─── Reading text

With 28% of the votes, Todd Glaesmann wins the 18th spot.
1. Wil Myers (100%)
2. Chris Archer (49%)
3. Taylor Guerrieri (65%)
4. Hak-Ju Lee (70%)
5. Jake Odorizzi (35%)
6. Richie Shaffer (48%)
7. Alex Colome (50%)
8. Blake Snell (43%)
9. Enny Romero (38%)
10. Jake Hager (39%)
11. Josh Sale (50%)
12. Drew Vettleson (43%)
13. Mikie Mahtook (71%)
14. Tyler Goeddel (39% runoff)
15. Mike Montgomery (27%)
16. Tim Beckham (37%)
17. Jesse Hahn (36%)
18. Todd Glaesmann (28%)
Felipe Rivero (LHP, 20, A): In 113.1 innings, Rivero held his opponents to a 3.41 ERA, while striking out 7.8 per 9 and walking 2.3 per 9. His fastball sits in the low-90s, touching 95, with a good breaking ball and developing changeup.
Jeff Ames (RHP, 21, A-): In Hudson Valley, Ames had a 1.96 ERA, 9.8 SO/9, and 2.8 BB/9 in 64.1 innings. Rated the 8th best prospect in the New York Penn League by BA, they noted is 93-95 mph fastball, solid slider, and below average changeup that improved during the season.
Andrew Toles (CF, 20, Rk): A third round pick for the Rays in 2012, Toles hit .281/.327/.482 with 7 home runs in 51 games. His K/BB rate was 36/12. Rated as the 15th best prospect in the Appy league (by Baseball America), Toles is considered a plus (if not better) runner with premium bat speed, plus raw power, and an above average arm.
Patrick Leonard (3B, 19, Rk): Leonard hit 14 home runs in only 62 games, compiling an .833 OPS. His best tool is his plus power. Though he could improve his range, he is supposed to stick at 3B.
Brandon Guyer (OF, 26, MLB/AAA): 2012 was a lost year for Guyer as he barely played due to a shoulder injury that required surgery. Prior to the 2012 season, Baseball America rated him as the Rays' 11th best prospect, noting that his all around game was strong enough for him to be an everyday player.
Brandon Martin (SS, 18, Rk): A strong defender at shortstop, Martin has plus raw power but needs to work on his hit tool. His OPS in 2012 was only .674, but he managed to hit 10 home runs in 63 games.
Parker Markel (RHP, 21, A): After a slow start to begin the 2012 season, Markel picked it up later in the year. In 120 total innings, he had a 3.52 ERA, 7.2 K/9, and 2.6 BB/9. His peripherals improved from his 2011 season, a good sign for a raw pitcher with great stuff. Markel's fastball sits in the 92-96 range and he has shown the ability to hit 98. His changeup is plus and his slider is plus at times as well. Some consider his pitching mechanics an issue.
Alex Torres (LHP, 24, AAA): When at his best, Torres has three pitches that grade out at least as plus. Unfortunately, he was not at his best in 2012 when he failed to find the strike zone. In a year in which many hoped he could improve his BB/9, it took a step backwards to 7.5. On a positive note, he still struck out many batter, averaging 12.1 strikeouts per nine innings.

──────
─── Dataset extract

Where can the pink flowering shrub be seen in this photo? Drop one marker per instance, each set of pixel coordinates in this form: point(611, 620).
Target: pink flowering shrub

──────

* _Action item 1_:
In the prospect ranking text, swap "fastball" for "four-seamer" and give the passage starting at "18. Todd Glaesmann" and ending at "during the season.".
* _Action item 2_:
Using the prospect ranking text, decide whether each statement agrees with it: (a) Wil Myers received 100% of the votes. (b) Brandon Guyer's shoulder injury did not require surgery. (c) Andrew Toles was a second round pick.
* _Action item 3_:
According to the prospect ranking text, what ERA did Parker Markel have in his 120 total innings?

* _Exercise answer 1_:
18. Todd Glaesmann (28%)
Felipe Rivero (LHP, 20, A): In 113.1 innings, Rivero held his opponents to a 3.41 ERA, while striking out 7.8 per 9 and walking 2.3 per 9. His four-seamer sits in the low-90s, touching 95, with a good breaking ball and developing changeup.
Jeff Ames (RHP, 21, A-): In Hudson Valley, Ames had a 1.96 ERA, 9.8 SO/9, and 2.8 BB/9 in 64.1 innings. Rated the 8th best prospect in the New York Penn League by BA, they noted is 93-95 mph four-seamer, solid slider, and below average changeup that improved during the season.

* _Exercise answer 2_:
(a) Yes: "1. Wil Myers (100%)"
(b) No: "a shoulder injury that required surgery"
(c) No: "A third round pick for the Rays in 2012"

* _Exercise answer 3_:
Markel had a 3.52 ERA.